→ **Directions for this task**: What is needed is every line of the data that includes the word "below". Please copy each one.

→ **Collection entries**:

___

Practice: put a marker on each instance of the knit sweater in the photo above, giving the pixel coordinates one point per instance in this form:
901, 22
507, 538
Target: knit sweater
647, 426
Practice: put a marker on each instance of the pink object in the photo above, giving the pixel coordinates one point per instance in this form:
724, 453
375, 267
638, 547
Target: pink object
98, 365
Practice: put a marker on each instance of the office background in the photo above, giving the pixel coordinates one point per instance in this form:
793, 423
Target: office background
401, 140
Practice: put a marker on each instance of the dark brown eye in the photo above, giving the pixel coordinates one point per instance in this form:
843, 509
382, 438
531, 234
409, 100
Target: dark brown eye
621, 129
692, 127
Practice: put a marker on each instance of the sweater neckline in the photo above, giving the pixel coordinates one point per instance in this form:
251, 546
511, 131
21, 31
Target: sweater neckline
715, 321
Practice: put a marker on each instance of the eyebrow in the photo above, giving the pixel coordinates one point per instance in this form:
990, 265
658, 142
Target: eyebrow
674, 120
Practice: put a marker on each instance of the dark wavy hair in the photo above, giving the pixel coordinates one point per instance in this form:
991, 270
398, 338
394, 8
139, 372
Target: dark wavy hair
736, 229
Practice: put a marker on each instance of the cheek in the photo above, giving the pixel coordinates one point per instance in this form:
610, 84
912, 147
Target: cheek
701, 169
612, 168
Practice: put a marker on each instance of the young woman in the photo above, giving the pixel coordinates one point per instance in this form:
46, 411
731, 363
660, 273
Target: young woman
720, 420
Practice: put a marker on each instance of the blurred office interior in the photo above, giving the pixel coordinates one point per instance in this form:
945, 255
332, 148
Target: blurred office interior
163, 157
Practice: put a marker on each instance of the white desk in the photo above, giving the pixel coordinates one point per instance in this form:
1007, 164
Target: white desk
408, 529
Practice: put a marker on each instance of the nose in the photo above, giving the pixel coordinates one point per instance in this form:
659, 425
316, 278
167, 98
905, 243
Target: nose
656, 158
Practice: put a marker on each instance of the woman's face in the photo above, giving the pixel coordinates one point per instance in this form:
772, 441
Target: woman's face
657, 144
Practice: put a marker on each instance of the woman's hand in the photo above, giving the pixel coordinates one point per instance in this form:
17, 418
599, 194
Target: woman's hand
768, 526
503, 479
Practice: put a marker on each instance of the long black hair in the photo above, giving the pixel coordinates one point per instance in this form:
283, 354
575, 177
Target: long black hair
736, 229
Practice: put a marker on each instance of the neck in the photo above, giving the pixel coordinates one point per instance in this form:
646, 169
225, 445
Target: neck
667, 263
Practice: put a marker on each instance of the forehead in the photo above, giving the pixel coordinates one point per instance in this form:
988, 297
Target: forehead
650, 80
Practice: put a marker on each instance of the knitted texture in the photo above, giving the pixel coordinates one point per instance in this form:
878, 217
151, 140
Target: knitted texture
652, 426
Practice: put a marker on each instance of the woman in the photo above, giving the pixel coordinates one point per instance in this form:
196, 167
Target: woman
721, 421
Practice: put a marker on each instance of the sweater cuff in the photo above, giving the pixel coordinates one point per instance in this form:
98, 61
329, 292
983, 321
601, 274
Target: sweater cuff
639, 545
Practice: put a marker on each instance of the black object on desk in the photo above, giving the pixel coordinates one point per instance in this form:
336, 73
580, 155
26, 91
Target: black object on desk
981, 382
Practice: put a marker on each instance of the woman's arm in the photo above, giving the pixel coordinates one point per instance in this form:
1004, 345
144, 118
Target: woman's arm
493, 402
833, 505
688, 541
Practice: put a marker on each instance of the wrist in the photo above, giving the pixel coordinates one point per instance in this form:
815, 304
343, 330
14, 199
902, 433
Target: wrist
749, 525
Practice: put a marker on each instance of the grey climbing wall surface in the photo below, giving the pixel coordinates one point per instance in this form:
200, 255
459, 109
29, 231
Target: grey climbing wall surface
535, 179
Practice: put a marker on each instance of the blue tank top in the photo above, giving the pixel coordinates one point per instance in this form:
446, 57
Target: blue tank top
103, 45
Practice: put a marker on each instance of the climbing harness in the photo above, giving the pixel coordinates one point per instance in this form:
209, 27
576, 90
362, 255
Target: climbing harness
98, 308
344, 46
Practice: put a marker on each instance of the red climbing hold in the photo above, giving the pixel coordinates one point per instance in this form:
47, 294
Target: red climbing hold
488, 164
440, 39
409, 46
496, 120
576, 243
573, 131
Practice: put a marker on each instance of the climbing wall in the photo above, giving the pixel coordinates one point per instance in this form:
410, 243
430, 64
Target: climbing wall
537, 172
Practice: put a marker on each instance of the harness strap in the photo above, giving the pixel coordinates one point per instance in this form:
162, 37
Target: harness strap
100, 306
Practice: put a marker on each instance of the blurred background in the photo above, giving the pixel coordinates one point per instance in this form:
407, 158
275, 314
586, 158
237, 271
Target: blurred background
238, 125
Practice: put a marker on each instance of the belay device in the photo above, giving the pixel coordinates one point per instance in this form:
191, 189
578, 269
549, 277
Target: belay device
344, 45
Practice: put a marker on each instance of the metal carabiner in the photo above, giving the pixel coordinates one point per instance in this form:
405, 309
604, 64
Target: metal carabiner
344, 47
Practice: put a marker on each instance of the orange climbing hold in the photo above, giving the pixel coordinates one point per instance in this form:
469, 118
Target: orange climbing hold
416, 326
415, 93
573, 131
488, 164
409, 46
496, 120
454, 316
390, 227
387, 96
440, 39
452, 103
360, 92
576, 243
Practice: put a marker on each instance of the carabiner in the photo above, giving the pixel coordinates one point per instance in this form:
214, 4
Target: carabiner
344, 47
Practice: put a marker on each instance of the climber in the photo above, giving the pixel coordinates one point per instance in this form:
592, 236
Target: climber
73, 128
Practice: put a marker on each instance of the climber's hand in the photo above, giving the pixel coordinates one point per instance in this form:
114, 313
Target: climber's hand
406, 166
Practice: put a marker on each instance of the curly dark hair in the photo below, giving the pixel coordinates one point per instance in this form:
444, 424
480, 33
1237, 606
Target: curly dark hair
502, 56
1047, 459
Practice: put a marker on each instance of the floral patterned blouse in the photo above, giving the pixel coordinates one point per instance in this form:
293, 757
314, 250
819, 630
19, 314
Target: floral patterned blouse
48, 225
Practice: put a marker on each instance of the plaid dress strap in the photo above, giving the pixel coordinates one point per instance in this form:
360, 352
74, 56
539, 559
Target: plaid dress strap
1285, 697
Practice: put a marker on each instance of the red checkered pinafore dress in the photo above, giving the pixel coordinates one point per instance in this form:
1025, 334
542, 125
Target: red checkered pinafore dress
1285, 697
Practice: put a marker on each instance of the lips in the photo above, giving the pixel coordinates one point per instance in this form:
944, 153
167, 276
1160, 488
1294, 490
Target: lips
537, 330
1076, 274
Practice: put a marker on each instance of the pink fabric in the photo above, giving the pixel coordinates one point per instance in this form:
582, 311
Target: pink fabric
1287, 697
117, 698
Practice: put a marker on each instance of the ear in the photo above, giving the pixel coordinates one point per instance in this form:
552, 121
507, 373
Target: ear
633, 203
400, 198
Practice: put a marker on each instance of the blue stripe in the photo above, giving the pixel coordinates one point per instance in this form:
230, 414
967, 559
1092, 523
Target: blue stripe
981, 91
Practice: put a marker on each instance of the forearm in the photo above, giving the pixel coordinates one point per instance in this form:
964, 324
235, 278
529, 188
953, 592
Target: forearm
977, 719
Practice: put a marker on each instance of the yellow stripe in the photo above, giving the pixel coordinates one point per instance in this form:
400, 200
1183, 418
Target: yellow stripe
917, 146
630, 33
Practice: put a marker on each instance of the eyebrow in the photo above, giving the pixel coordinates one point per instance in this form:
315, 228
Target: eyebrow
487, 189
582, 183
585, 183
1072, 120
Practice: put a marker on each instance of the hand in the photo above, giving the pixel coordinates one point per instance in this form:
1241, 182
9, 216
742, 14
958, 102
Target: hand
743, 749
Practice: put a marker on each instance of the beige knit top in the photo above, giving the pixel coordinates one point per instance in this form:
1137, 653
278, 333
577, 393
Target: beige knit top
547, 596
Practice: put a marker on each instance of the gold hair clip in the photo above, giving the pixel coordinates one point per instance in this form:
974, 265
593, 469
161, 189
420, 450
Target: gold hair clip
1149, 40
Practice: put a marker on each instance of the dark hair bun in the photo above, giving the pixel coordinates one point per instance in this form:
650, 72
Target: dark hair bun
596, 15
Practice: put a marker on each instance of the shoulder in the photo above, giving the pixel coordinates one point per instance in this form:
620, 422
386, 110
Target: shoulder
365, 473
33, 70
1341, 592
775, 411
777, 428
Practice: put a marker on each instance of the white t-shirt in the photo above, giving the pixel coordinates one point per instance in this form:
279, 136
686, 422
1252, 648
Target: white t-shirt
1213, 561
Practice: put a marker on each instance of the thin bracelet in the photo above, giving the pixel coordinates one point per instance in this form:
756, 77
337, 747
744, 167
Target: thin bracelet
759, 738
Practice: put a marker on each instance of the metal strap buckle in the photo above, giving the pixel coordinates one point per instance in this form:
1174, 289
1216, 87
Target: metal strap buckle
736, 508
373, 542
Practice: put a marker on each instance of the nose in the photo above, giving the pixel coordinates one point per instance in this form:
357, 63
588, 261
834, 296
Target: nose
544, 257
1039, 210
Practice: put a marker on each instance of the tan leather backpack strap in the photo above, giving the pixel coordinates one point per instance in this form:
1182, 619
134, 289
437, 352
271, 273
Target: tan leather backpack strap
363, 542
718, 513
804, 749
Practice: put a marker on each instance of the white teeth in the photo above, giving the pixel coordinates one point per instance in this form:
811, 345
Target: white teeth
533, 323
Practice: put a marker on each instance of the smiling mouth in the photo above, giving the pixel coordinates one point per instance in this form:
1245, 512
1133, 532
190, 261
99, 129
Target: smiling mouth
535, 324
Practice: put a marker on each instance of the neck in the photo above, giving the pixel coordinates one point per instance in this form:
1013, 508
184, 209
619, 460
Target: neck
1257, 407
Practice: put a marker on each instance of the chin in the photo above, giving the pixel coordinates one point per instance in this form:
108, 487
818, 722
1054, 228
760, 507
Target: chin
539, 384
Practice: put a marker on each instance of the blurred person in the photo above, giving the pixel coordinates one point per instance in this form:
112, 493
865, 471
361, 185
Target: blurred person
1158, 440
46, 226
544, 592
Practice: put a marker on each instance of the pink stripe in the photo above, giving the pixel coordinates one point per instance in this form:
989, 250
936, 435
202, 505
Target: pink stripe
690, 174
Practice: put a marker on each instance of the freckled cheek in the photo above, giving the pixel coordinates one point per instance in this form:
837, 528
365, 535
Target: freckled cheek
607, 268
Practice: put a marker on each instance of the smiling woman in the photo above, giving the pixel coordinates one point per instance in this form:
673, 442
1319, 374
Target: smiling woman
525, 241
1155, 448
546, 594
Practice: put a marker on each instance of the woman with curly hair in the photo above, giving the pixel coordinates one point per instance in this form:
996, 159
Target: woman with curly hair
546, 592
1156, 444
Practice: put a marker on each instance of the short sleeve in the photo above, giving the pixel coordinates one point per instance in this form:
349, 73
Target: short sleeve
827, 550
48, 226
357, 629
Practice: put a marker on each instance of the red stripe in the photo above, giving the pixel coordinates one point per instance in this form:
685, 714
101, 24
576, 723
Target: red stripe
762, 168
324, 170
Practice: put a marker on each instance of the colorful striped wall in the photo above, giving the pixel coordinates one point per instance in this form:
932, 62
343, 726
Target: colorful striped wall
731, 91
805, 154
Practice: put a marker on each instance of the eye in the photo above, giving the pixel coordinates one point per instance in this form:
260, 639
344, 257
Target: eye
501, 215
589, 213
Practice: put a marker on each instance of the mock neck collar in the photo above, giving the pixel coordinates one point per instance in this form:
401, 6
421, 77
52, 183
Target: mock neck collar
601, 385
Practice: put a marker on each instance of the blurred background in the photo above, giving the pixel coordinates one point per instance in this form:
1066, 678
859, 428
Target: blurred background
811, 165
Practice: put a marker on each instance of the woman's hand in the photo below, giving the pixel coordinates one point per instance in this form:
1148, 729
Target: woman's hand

___

→ **Your response**:
Practice: put a marker on each instance of the grey climbing wall surface in the photo below, giving the pixel coordinates one point per instance in this form:
Practice: put a marker on each instance of the curly dark hair in the photo below, giving the pixel coordinates one point per instance in this form:
Practice: put a marker on each instance of the woman's hand in the photo below, giving the pixel coordinates one point per instance in this form:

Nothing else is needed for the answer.